* **課題 1**
朗読劇「READING HIGH」に関する文章から、「劇作家、舞台演出家、クリエイティブディレクター。英国 ロンドン大学 ゴールドスミス演劇学部卒。能楽・喜多流(公益財団法人」と「公演日時:2020年12月6日(日)」の間を、両端を含めてそのまま出力してください。
---- 提示された文章
朗読劇というジャンルにとらわれず、声と音楽の新しいエンタテインメントを切り開いていく彼は何を目指しているのか。12月6日に朗読劇としては前代未聞の日本武道館で上演される「READING HIGH」の第6弾公演、『ALCHEMIST RENATUS~Homunculus~』の準備で多忙を極まる本人を捕まえ、彼の思考を深掘りするインタビューを敢行。

前編では、彼が幼少期に演劇と出会い、そこから成熟するまでの成長過程、演劇人・藤沢文翁ができるまでを振り返ってもらった。

  • 藤沢文翁

    Fujisawa Bun-O

    劇作家、舞台演出家、クリエイティブディレクター。英国 ロンドン大学 ゴールドスミス演劇学部卒。能楽・喜多流(公益財団法人 十四世六平太記念財団)理事。英国朗読劇を独自に改良した「藤沢朗読劇」と呼ばれる音楽朗読劇を中心に活動を続けている。

「READING HIGH」とは

 
心に残るストーリーと生演奏の音楽、そしてさまざまな特殊効果を駆使した舞台演出。ソニー・ミュージックエンタテインメント(以下、SME)が、演劇人・藤沢文翁と立ち上げた音楽朗読劇のブランドが「READING HIGH」だ。2017年12月に上演された第1弾公演『Homunculus ~ホムンクルス~』を皮切りに、第2弾公演『HYPNAGOGIA〜ヒプナゴギア〜』、第3弾公演『Chèvre Note~シェーヴルノート~』、第4弾公演『El Galleon~エルガレオン~』、第5弾公演『THANATOS~タナトス~』と上演され、2020年12月6日には、第6弾公演として『ALCHEMIST RENATUS~Homunculus~』の上演を日本武道館で開催する。
 
■第6弾公演『ALCHEMIST RENATUS~Homunculus~』
 

 
会場:日本武道館
公演日時:2020年12月6日(日)
開場:17:00 / 開演:18:30
作曲・音楽監督:村中俊之
出演:諏訪部順一、鈴木達央、豊永利行、花江夏樹、蒼井翔太、津田健次郎、中村悠一
主題歌:Aimer「hollow-mas」
--------
---- 利用できるエントリ
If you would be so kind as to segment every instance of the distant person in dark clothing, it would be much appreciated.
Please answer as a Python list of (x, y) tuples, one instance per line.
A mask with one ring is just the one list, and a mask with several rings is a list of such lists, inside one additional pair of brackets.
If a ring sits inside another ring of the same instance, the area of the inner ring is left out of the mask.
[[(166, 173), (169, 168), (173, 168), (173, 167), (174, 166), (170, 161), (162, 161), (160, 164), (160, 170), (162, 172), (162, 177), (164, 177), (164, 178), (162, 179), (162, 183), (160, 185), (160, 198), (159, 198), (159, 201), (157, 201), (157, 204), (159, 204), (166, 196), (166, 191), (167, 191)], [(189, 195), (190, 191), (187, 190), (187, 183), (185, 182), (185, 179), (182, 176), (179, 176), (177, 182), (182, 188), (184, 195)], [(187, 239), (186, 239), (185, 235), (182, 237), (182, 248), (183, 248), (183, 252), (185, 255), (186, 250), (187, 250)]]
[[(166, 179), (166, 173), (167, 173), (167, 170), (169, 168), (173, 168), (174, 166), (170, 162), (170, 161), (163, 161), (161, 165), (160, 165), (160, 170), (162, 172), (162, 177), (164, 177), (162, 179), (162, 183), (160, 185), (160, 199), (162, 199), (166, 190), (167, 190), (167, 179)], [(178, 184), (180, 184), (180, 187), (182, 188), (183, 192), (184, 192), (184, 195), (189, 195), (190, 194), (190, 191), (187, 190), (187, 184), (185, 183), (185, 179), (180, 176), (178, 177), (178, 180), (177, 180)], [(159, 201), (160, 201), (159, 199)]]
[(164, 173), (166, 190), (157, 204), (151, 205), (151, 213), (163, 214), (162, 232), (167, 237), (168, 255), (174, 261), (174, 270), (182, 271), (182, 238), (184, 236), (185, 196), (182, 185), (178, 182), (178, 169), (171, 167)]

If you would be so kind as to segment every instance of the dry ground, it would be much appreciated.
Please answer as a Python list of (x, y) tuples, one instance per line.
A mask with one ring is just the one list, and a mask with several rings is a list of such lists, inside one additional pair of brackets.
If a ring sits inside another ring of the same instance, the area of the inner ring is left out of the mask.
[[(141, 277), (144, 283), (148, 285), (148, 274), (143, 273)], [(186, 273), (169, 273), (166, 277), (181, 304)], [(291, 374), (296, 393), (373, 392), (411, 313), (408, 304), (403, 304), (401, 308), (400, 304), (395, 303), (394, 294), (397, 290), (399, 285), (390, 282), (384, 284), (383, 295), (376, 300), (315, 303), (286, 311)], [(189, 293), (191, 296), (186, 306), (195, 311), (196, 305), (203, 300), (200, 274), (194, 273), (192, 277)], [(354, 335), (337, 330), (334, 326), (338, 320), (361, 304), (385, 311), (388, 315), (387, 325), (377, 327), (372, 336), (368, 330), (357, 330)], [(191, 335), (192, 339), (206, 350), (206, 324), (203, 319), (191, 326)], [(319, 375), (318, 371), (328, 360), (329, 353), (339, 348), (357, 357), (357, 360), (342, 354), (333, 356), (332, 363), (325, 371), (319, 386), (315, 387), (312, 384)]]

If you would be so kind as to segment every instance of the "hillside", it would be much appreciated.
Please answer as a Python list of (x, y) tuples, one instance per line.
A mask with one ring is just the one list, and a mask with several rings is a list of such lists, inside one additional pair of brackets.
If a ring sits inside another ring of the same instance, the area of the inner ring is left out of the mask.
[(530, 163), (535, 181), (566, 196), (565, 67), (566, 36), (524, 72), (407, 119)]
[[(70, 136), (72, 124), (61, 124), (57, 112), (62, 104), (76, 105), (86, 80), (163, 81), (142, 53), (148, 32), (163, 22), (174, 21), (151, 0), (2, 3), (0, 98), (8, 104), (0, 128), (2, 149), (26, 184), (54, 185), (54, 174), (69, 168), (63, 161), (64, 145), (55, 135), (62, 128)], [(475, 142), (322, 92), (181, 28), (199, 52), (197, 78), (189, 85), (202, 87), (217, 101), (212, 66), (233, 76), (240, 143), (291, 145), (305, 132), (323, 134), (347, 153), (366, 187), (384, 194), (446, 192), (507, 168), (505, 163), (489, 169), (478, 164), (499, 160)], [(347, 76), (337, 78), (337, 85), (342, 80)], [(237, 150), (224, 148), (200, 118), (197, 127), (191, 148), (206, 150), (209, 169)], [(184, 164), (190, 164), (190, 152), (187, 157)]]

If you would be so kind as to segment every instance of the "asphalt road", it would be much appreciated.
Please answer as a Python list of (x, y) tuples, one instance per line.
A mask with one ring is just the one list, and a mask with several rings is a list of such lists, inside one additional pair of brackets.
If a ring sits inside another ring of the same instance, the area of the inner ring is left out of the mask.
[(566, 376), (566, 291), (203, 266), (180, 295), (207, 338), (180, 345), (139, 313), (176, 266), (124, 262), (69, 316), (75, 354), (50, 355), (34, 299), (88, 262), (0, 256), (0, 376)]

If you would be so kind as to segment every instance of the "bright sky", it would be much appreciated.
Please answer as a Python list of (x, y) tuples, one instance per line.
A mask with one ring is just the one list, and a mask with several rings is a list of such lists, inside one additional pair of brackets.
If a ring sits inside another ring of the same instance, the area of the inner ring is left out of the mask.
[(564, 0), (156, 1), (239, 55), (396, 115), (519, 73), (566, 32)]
--------
* **課題 2**
上のエントリから、文字列「distant」を含む行をすべて抜き出してください。大文字と小文字は区別します。

* **出力全文 1**
劇作家、舞台演出家、クリエイティブディレクター。英国 ロンドン大学 ゴールドスミス演劇学部卒。能楽・喜多流(公益財団法人 十四世六平太記念財団)理事。英国朗読劇を独自に改良した「藤沢朗読劇」と呼ばれる音楽朗読劇を中心に活動を続けている。

「READING HIGH」とは

 
心に残るストーリーと生演奏の音楽、そしてさまざまな特殊効果を駆使した舞台演出。ソニー・ミュージックエンタテインメント(以下、SME)が、演劇人・藤沢文翁と立ち上げた音楽朗読劇のブランドが「READING HIGH」だ。2017年12月に上演された第1弾公演『Homunculus ~ホムンクルス~』を皮切りに、第2弾公演『HYPNAGOGIA〜ヒプナゴギア〜』、第3弾公演『Chèvre Note~シェーヴルノート~』、第4弾公演『El Galleon~エルガレオン~』、第5弾公演『THANATOS~タナトス~』と上演され、2020年12月6日には、第6弾公演として『ALCHEMIST RENATUS~Homunculus~』の上演を日本武道館で開催する。
 
■第6弾公演『ALCHEMIST RENATUS~Homunculus~』
 

 
会場:日本武道館
公演日時:2020年12月6日(日)

* **出力全文 2**
If you would be so kind as to segment every instance of the distant person in dark clothing, it would be much appreciated.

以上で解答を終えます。